▶ Problem to solve
In the text on balancing school and parenting, swap "newborn" for "infant" and write out the passage from "So let's raise" to "in the household.".

I am in exactly the same boat! I will be starting a evening program- 3 nights a week and next year also clinicals every other weekend. I have 2 kids - a 6yr old starting first grade this year- so when I get him off the bus, I have 30 minutes to see him before my school starts. And a 3yr old. It might not be so bad if I didn't have to hand them off to a babysitter for 2-3 hours before my husband gets home ( another huge stressor for me- I've been a stay at home Mommy for my children's whole lives now and never used a sitter other than grandmom really)

So I have definate issues of feeling like I am abandoning them - even though this is something I must do for their futures as well as my own.

I too know it's the right thing to do - but it will be hard.

So let's raise our glasses and toast to ourselves for the next few years ahead- we can do it, and when we are done it will be all worthwhile.

Carol

Specializes in Pediatrics.

You are not alone in feeling guilty. I just had a baby on July 3rd, and I am going back to work this week. I have three other small children ranging from 2-4 and I am a full time (online) student. I am very busy and I feel TERRIBLE about the time away from my children but I know this is the best for my family. I've found that it is the quality of the time not quantity that makes the biggest difference. Not to say that I am am happy about leaving my newborn in daycare all day- but kids need things to survive and those things cost money. Also, the stress that comes with having one income and hardly making ends meet is not good for the kids, either. They can sense the tensions in the household.

▶ Data excerpts
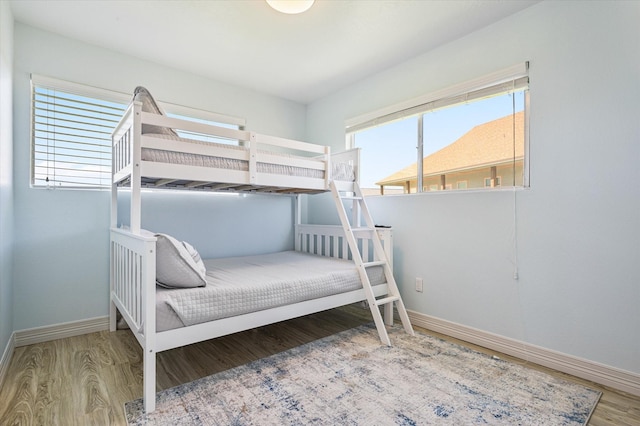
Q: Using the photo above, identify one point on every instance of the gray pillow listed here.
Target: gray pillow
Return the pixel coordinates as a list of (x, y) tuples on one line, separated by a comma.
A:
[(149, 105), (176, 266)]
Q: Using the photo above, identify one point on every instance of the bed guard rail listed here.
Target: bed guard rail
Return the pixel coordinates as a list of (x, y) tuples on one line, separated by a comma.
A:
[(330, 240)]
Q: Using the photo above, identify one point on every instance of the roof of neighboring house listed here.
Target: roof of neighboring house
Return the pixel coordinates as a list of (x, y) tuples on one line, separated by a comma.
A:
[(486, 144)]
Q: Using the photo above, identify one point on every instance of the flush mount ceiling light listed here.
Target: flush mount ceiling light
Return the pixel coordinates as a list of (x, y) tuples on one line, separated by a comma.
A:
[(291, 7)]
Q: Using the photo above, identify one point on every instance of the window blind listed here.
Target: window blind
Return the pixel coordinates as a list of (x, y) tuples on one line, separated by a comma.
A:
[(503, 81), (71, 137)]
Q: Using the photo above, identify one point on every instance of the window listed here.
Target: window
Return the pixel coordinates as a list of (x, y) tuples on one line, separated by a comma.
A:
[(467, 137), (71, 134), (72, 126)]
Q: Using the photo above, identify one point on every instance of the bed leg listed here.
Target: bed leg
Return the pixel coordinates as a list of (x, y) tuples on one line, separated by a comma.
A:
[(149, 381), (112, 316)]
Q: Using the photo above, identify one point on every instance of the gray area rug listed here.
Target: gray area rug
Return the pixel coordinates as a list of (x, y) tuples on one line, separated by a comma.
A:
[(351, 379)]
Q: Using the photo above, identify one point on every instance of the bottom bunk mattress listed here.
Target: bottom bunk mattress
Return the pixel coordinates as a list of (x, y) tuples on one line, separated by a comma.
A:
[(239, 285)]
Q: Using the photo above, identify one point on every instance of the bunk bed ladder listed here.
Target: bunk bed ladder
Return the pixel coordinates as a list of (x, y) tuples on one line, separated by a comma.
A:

--

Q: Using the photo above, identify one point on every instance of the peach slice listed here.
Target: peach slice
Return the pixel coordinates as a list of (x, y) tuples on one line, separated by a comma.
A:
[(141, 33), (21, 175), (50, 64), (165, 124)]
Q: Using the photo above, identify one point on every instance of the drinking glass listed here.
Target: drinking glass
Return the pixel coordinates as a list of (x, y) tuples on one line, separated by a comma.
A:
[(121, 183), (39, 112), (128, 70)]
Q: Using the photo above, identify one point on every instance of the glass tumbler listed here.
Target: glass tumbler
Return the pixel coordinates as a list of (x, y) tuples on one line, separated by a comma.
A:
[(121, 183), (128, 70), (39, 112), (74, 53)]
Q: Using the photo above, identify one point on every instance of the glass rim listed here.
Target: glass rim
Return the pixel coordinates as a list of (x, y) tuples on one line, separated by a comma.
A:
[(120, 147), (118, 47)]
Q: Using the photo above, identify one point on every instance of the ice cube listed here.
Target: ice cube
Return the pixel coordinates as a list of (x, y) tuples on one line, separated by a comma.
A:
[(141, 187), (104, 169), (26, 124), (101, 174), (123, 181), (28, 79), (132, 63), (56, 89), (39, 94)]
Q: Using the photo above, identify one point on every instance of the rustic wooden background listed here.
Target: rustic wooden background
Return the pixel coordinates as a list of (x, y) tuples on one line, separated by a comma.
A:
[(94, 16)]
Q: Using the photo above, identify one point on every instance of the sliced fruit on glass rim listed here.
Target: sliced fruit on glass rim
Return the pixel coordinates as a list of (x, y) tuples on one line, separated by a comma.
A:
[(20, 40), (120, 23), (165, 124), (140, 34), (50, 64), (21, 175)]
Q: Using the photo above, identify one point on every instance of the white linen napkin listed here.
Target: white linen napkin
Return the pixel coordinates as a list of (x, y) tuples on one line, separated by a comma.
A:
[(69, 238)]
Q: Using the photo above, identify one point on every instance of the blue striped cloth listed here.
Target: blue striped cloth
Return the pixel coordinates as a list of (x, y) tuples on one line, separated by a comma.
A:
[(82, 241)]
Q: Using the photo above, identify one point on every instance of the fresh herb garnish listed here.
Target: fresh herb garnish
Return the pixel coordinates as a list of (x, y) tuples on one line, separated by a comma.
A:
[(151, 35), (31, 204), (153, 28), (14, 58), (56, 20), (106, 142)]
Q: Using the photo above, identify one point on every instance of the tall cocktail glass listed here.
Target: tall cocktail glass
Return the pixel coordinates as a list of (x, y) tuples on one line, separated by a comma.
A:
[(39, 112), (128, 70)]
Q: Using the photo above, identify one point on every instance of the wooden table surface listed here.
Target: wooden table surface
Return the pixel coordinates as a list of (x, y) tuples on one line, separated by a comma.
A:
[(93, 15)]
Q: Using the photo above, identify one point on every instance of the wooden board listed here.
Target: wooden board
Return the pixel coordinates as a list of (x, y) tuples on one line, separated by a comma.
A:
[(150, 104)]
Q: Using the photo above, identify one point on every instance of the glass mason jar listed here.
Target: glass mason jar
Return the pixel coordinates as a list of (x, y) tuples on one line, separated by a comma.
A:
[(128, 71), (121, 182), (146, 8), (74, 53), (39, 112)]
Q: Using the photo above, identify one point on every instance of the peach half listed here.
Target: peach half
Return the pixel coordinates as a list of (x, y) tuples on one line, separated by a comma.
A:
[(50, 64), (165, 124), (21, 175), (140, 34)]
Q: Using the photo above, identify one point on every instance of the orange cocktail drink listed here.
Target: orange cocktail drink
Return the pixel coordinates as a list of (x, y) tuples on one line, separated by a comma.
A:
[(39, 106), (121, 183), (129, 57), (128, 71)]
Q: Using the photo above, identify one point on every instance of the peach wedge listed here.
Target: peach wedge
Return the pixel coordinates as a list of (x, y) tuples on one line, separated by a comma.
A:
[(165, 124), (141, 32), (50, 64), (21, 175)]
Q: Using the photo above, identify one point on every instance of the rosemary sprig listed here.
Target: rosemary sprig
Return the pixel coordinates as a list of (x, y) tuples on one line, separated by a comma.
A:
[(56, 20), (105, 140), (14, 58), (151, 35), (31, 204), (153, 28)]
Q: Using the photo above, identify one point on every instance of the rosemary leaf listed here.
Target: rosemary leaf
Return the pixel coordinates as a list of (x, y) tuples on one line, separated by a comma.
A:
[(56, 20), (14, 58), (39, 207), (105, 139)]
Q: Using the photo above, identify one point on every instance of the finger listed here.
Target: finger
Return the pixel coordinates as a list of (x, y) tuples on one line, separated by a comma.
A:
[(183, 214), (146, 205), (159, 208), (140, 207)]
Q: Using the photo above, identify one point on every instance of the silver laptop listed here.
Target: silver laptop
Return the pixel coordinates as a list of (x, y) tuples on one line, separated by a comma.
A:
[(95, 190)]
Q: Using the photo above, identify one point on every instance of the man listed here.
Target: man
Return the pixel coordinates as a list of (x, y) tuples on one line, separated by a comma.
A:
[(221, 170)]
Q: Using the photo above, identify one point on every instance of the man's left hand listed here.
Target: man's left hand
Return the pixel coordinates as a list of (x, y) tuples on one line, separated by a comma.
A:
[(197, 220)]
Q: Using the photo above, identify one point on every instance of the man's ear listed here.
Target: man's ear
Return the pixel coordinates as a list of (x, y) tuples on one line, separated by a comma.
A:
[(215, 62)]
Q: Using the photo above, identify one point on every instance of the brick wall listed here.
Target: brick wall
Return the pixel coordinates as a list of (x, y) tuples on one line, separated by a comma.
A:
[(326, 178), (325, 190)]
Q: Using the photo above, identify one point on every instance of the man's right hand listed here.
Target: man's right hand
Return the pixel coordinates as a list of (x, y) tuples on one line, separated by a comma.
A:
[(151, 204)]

▶ Expected answer
So let's raise our glasses and toast to ourselves for the next few years ahead- we can do it, and when we are done it will be all worthwhile.

Carol

Specializes in Pediatrics.

You are not alone in feeling guilty. I just had a baby on July 3rd, and I am going back to work this week. I have three other small children ranging from 2-4 and I am a full time (online) student. I am very busy and I feel TERRIBLE about the time away from my children but I know this is the best for my family. I've found that it is the quality of the time not quantity that makes the biggest difference. Not to say that I am am happy about leaving my infant in daycare all day- but kids need things to survive and those things cost money. Also, the stress that comes with having one income and hardly making ends meet is not good for the kids, either. They can sense the tensions in the household.